WHAT YOU NEED TO DO: Return the lines beginning at the one that contains "the leaf surface" and continuing to the end of the entries, including both ends, exactly as written and nothing else.
────
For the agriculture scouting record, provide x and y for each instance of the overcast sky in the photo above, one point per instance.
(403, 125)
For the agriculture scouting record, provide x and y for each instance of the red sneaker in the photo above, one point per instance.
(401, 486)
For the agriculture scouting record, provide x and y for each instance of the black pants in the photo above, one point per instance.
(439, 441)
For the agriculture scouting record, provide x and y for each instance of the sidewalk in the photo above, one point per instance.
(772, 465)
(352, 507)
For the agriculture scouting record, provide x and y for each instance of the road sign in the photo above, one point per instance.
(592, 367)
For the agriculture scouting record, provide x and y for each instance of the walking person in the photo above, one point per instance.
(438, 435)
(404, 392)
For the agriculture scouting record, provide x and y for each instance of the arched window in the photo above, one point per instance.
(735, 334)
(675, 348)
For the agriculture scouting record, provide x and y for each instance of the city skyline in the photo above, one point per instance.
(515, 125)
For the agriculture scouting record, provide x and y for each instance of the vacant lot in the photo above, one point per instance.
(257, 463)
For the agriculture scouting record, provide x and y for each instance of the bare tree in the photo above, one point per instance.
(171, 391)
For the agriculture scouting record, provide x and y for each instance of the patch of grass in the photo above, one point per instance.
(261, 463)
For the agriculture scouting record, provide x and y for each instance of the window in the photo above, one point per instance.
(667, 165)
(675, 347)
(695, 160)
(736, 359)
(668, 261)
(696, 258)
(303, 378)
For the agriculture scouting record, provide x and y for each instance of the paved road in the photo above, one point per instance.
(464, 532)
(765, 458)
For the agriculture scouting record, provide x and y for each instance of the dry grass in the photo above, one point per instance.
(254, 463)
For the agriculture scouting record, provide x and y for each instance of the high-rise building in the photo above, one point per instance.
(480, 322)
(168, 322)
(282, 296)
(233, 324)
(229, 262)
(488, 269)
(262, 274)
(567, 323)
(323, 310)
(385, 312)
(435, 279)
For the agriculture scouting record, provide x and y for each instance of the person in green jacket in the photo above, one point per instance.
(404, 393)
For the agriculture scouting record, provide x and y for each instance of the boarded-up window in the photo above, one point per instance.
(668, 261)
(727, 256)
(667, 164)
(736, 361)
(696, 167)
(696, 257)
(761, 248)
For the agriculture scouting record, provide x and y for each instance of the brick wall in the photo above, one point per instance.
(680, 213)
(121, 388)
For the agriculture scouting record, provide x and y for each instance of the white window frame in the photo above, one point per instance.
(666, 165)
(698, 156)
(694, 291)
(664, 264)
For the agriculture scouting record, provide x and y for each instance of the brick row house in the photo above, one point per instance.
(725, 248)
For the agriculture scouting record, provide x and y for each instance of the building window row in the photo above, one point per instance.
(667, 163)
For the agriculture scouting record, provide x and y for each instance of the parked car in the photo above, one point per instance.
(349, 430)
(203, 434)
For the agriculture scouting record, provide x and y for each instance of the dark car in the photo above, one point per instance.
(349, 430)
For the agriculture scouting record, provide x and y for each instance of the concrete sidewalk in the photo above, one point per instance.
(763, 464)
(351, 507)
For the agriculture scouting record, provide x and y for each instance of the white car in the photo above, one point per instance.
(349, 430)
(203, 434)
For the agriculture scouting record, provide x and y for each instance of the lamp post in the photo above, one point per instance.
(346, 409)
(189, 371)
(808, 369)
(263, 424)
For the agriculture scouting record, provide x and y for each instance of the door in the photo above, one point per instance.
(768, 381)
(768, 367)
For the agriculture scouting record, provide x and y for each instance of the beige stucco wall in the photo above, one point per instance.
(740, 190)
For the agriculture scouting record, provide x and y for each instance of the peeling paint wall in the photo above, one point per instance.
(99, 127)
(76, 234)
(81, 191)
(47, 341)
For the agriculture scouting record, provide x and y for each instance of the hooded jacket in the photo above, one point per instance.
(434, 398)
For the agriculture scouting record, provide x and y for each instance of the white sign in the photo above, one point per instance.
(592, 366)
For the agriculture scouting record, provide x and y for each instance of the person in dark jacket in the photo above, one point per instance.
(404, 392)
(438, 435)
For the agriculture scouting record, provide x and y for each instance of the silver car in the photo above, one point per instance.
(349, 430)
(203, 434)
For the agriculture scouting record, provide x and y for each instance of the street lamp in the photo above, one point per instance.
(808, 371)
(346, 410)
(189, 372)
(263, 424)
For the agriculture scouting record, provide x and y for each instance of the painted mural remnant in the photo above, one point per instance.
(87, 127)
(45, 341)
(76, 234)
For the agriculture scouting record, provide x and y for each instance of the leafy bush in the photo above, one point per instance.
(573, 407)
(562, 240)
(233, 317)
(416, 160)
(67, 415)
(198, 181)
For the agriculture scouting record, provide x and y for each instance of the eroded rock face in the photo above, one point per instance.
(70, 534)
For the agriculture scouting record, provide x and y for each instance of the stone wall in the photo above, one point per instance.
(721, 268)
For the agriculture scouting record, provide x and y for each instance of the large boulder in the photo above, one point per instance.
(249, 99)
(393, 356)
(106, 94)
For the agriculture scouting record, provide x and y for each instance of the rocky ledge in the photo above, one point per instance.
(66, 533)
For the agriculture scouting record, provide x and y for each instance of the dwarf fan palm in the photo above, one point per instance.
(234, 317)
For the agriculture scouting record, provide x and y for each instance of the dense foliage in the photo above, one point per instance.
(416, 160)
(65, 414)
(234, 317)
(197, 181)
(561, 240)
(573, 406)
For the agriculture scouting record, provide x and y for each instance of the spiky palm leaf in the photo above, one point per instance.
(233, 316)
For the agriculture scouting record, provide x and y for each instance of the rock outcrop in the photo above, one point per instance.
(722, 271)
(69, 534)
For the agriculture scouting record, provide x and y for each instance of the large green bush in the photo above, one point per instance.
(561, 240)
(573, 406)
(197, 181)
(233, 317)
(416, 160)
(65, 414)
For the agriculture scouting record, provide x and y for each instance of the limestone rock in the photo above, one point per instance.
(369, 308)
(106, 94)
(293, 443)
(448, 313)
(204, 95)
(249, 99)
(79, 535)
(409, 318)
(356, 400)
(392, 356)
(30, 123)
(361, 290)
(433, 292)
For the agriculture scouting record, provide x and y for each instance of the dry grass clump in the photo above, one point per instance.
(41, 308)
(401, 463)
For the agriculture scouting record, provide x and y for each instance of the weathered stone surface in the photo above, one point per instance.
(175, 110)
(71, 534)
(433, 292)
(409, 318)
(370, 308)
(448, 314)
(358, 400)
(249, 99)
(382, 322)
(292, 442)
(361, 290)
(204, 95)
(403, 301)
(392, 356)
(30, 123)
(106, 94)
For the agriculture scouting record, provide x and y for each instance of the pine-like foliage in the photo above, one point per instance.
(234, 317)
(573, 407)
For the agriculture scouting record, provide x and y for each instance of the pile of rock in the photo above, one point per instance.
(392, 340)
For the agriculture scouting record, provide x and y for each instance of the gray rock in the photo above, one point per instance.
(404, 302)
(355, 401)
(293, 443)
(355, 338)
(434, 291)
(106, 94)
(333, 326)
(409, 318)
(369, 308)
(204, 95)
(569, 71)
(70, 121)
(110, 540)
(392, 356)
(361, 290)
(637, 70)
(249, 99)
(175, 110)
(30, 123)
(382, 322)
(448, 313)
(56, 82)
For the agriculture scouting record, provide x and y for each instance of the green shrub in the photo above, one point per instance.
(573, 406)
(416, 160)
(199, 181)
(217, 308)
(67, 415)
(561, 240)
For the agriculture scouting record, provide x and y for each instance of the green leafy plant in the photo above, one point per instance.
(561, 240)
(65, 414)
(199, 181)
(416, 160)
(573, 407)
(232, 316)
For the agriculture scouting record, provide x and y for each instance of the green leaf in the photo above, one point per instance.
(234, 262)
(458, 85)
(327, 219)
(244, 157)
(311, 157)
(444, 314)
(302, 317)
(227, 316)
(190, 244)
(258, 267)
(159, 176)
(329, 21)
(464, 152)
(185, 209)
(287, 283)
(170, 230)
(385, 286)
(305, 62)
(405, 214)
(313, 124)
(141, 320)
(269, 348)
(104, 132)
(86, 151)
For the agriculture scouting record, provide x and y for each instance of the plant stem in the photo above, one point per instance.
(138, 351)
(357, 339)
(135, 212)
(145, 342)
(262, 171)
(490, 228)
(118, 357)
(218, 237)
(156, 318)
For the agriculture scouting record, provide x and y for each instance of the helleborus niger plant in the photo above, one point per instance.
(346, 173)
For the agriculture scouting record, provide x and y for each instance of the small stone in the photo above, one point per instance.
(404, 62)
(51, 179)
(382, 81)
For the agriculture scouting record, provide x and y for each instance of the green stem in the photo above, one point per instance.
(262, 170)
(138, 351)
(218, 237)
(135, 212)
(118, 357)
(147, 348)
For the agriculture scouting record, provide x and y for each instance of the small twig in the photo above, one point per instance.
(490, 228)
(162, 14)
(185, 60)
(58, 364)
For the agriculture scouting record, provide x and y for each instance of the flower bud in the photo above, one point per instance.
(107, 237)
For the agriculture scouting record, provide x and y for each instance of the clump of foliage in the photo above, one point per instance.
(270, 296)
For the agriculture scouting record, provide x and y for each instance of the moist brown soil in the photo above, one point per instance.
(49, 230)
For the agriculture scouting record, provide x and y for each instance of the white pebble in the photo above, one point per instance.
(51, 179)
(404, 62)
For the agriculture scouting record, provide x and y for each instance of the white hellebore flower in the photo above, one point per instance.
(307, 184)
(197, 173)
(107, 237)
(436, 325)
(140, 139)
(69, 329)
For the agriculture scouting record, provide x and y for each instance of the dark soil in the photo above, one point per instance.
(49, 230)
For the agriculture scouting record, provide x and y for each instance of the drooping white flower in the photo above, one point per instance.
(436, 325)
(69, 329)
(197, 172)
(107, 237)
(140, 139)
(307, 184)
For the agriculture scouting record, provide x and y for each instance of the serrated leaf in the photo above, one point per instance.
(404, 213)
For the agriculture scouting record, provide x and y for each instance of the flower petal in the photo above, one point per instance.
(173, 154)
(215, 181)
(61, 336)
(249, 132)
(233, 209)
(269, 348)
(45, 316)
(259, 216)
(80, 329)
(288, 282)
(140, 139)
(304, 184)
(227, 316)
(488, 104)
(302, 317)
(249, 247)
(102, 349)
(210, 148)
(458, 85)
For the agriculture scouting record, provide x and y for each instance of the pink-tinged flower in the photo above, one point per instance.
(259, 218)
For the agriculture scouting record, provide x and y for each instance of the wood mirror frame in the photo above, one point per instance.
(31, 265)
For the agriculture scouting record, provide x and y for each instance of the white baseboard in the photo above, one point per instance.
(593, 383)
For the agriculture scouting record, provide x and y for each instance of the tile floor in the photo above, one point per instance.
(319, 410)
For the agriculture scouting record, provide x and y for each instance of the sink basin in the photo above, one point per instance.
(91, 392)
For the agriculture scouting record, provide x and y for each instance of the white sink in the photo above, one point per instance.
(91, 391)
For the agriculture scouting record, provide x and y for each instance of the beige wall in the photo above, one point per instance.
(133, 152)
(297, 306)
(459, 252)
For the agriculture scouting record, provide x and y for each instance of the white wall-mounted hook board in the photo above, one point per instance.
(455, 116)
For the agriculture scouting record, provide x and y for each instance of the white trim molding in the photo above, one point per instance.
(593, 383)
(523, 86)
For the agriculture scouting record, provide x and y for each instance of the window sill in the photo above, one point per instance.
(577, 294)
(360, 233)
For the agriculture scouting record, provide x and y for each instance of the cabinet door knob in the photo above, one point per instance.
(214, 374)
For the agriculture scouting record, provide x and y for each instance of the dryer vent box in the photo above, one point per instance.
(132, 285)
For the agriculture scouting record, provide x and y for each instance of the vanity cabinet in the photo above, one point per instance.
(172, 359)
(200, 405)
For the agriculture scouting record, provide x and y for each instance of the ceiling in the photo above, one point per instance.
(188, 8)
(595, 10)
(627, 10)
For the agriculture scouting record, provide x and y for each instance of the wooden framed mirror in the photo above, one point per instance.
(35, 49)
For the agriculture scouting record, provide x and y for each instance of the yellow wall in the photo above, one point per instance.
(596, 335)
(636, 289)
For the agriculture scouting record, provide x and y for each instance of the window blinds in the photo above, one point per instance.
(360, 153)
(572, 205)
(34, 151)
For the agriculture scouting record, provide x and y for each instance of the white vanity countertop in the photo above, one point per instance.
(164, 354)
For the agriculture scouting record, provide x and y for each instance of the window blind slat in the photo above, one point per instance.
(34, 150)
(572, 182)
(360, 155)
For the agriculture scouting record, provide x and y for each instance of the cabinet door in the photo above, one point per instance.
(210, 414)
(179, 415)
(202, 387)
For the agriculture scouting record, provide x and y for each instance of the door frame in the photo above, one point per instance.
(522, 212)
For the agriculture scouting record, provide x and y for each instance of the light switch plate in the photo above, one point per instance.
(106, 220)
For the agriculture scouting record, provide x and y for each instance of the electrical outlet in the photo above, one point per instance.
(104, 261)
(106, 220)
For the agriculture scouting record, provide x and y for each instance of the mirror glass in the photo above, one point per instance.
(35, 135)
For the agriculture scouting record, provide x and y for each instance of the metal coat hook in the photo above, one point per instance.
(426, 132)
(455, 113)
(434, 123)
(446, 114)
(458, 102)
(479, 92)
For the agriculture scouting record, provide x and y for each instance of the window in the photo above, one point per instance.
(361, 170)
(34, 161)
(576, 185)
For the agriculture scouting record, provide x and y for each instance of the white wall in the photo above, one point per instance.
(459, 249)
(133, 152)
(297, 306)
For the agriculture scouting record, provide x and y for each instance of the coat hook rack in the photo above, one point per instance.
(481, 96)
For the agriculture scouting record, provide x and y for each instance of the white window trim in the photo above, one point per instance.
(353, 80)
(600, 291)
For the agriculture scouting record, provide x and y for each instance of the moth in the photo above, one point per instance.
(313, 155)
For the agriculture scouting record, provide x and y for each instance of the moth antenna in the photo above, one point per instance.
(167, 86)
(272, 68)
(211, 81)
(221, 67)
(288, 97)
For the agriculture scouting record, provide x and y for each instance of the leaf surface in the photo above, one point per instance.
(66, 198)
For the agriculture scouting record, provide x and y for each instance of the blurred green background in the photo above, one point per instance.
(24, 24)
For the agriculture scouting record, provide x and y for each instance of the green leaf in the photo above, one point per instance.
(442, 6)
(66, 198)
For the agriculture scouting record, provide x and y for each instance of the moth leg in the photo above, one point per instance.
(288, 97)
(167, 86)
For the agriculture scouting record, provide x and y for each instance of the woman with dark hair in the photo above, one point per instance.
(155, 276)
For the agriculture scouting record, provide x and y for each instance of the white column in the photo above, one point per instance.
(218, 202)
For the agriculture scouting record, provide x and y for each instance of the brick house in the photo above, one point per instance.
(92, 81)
────
TASK SOLUTION:
For the agriculture scouting record, provide x and y for each instance of the leaf surface in the photo above, one point per instance.
(66, 198)
For the agriculture scouting record, provide x and y for each instance of the blurred green background in the photo above, one point per instance.
(24, 24)
For the agriculture scouting record, provide x and y for each instance of the green leaf in the photo above, one point per instance.
(442, 6)
(66, 198)
For the agriculture scouting record, provide x and y for each instance of the moth leg in the photo above, one point per instance.
(288, 97)
(167, 86)
For the agriculture scouting record, provide x and y for each instance of the woman with dark hair in the photo above, one point per instance.
(155, 276)
For the agriculture scouting record, provide x and y for each instance of the white column in the photo above, one point per instance.
(218, 202)
For the agriculture scouting record, provide x and y for each instance of the brick house in the photo above, one point per instance.
(92, 81)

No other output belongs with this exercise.